## Text provided
- - - -

All right. now, let’s consider each one of the Maxwell’s equations, one by one, starting with the first one. That was Gauss’s law for the electric field, which was E dot dA integrated over a closed surface is equal to net charge enclosed in the volume surrounded by the surface divided by ε0 permittivity of free space. The net charge enclosed inside of the volume surrounded by this surface can also be expressed as, in terms of the charge density, the volume charge density ρ times dV over ε0 integrated over the volume surrounded by this surface S.

All right. So we have integral of E dot dA over a closed surface is equal to ρ times dV over ε0 integrated over the volume, which is surrounded by this closed surface S. Well, if we go back to divergence theorem over here, it says β dot dA integrated over a closed surface is equal to divergence of β integrated over the volume surrounded by the surface. If we apply this theorem for our case, for our vector we have electric field, instead of β we have E so E dot dA over a closed surface S is going to be equal to then integral over the volume of divergence of E times dV. That is, again, the volume surrounded by S.

So this is directly from the divergence theorem. But the right hand side is also equal to ρ times dV over ε0 integrated over the same volume, volume surrounded by S. Both of these integrals are taken over the same volume. We can get rid of the integrals. Then we end up with divergence of E is equal to ρ over ε0. That is the differential form of Gauss’s law for E field.

When we look at the second equation which was the Gauss’s law for magnetic field, B dot dA over a closed surface S was equal to 0, so applying the divergence theorem and following the similar type of procedure, we end up with here, divergence of B is equal to 0 as the second Maxwell’s equation in differential form, which is Gauss’s law for B field.

- - - -

## What is being asked
According to the text on Maxwell's equations, what is the differential form of Gauss's law for the electric field? The records are not needed for any task.

Records for location labeling
- - - -

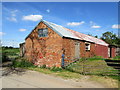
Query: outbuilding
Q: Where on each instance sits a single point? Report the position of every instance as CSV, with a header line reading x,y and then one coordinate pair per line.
x,y
54,45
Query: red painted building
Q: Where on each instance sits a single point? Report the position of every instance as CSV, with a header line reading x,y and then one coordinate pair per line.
x,y
48,43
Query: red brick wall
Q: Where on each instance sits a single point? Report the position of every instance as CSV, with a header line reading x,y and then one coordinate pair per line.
x,y
101,50
44,50
113,52
48,50
69,46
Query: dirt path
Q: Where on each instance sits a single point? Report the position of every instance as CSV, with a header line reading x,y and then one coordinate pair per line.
x,y
33,79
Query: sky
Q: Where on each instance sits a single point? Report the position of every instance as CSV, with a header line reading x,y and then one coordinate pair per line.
x,y
20,18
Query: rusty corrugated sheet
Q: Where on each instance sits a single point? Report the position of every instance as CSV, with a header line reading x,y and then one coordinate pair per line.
x,y
73,34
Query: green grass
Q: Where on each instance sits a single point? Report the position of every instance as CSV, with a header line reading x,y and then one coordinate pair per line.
x,y
9,54
53,70
93,67
111,81
116,58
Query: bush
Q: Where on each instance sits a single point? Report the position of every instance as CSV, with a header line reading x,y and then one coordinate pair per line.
x,y
116,58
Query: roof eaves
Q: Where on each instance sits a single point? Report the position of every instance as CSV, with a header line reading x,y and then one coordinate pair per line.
x,y
52,28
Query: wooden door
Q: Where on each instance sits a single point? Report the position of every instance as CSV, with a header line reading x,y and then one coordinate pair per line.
x,y
77,50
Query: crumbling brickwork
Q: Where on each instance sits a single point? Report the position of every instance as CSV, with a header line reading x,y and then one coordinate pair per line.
x,y
48,50
44,50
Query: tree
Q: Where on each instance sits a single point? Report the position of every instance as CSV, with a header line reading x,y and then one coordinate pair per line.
x,y
110,38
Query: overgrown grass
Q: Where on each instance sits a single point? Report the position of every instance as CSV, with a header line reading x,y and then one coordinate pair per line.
x,y
71,73
53,70
9,54
116,58
93,67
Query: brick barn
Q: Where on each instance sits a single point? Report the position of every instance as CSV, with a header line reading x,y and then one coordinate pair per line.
x,y
54,45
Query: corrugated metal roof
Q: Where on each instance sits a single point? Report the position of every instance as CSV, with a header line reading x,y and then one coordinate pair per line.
x,y
62,31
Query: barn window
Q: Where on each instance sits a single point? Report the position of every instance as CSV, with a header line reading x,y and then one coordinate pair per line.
x,y
42,32
87,46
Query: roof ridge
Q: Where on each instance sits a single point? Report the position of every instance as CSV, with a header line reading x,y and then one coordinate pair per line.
x,y
75,34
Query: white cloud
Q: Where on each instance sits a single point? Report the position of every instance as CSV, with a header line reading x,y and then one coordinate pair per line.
x,y
22,30
48,10
2,33
12,19
115,26
95,26
75,23
32,17
97,30
13,13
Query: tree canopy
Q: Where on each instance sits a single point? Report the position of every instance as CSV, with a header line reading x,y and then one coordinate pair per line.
x,y
111,38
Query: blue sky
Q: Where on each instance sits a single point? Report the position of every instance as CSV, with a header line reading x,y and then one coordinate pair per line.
x,y
18,19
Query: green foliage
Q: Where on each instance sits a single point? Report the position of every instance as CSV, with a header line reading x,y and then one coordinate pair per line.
x,y
111,38
56,69
9,53
4,57
92,67
43,66
96,58
22,63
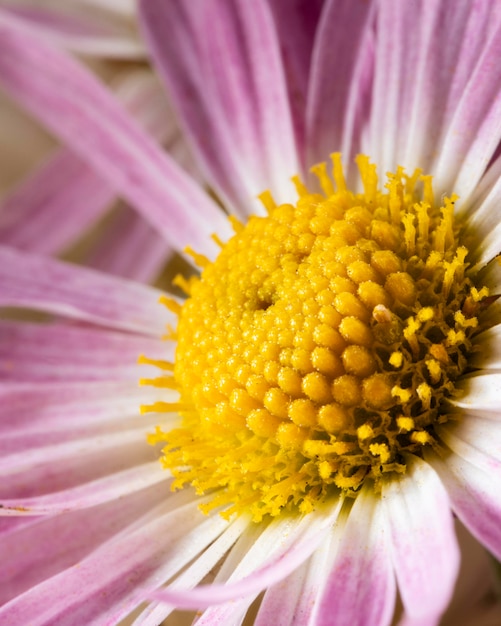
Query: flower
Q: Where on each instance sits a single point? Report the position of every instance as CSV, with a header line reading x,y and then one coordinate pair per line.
x,y
363,430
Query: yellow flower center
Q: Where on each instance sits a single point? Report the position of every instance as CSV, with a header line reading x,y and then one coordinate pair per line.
x,y
320,346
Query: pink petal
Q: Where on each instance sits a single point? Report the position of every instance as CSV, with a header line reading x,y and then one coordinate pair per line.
x,y
487,355
360,590
42,205
296,29
50,468
474,131
155,613
471,475
93,493
96,33
480,392
48,285
280,549
319,568
236,113
61,405
47,546
422,541
418,84
64,196
280,601
96,127
105,586
60,352
340,56
131,248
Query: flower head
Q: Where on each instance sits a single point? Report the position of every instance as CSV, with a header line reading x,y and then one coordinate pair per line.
x,y
327,394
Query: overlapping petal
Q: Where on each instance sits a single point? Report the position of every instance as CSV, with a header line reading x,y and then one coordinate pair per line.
x,y
76,106
240,107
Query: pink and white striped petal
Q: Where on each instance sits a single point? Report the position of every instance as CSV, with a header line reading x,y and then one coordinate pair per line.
x,y
471,473
110,487
474,131
340,61
280,600
422,541
487,355
226,108
54,206
280,548
71,353
95,406
105,586
64,197
131,248
296,31
96,33
44,284
86,117
480,392
157,612
42,547
360,590
418,85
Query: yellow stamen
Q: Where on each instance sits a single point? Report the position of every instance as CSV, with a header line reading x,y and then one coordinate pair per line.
x,y
320,347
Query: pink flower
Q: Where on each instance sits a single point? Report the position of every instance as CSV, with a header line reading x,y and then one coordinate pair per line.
x,y
263,90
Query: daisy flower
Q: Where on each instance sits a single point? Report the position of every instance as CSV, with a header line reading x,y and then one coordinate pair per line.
x,y
324,399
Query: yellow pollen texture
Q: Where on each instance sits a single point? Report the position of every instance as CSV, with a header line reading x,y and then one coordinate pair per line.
x,y
320,346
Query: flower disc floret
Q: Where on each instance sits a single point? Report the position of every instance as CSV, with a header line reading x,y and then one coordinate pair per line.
x,y
321,346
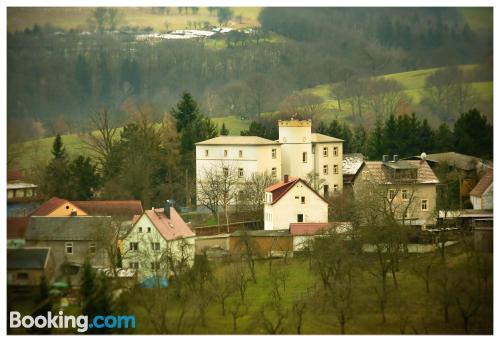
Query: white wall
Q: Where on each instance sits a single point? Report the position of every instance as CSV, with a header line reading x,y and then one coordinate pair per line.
x,y
145,255
285,211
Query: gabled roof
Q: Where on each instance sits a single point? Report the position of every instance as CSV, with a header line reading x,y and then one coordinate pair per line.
x,y
67,228
305,228
237,140
170,228
16,227
49,206
381,173
111,208
458,160
318,137
27,258
279,189
483,184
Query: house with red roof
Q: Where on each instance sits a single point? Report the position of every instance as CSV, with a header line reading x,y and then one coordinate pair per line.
x,y
481,196
293,200
158,238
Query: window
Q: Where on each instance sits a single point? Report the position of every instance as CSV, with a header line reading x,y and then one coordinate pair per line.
x,y
423,205
273,172
391,194
22,276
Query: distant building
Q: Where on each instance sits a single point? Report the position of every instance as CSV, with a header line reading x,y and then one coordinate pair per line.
x,y
157,238
481,195
22,196
72,240
292,200
297,152
408,186
27,266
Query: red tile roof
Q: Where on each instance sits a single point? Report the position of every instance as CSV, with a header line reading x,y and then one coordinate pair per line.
x,y
16,227
172,228
314,228
483,184
111,208
14,175
49,206
279,189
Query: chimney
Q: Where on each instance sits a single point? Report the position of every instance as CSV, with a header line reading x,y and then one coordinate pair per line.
x,y
166,208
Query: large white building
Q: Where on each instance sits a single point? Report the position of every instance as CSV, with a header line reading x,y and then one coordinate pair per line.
x,y
298,152
290,201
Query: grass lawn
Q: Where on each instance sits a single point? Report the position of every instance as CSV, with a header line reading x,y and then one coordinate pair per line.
x,y
30,153
422,311
67,18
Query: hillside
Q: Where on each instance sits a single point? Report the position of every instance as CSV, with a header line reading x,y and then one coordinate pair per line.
x,y
413,82
28,153
76,18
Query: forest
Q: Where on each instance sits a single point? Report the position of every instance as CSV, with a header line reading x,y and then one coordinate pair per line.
x,y
58,77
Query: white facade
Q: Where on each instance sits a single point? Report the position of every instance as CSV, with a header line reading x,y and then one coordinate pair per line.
x,y
146,250
298,204
297,153
484,202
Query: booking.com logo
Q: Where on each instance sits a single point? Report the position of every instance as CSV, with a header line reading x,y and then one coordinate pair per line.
x,y
61,321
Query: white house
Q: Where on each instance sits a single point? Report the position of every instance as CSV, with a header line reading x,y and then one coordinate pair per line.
x,y
157,240
292,200
297,152
303,153
481,195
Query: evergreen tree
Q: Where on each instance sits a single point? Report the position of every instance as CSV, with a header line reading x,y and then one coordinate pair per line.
x,y
224,130
185,112
474,135
84,179
82,75
444,139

- - - -

## Solution to the exercise
The divergence of E is equal to ρ over ε0.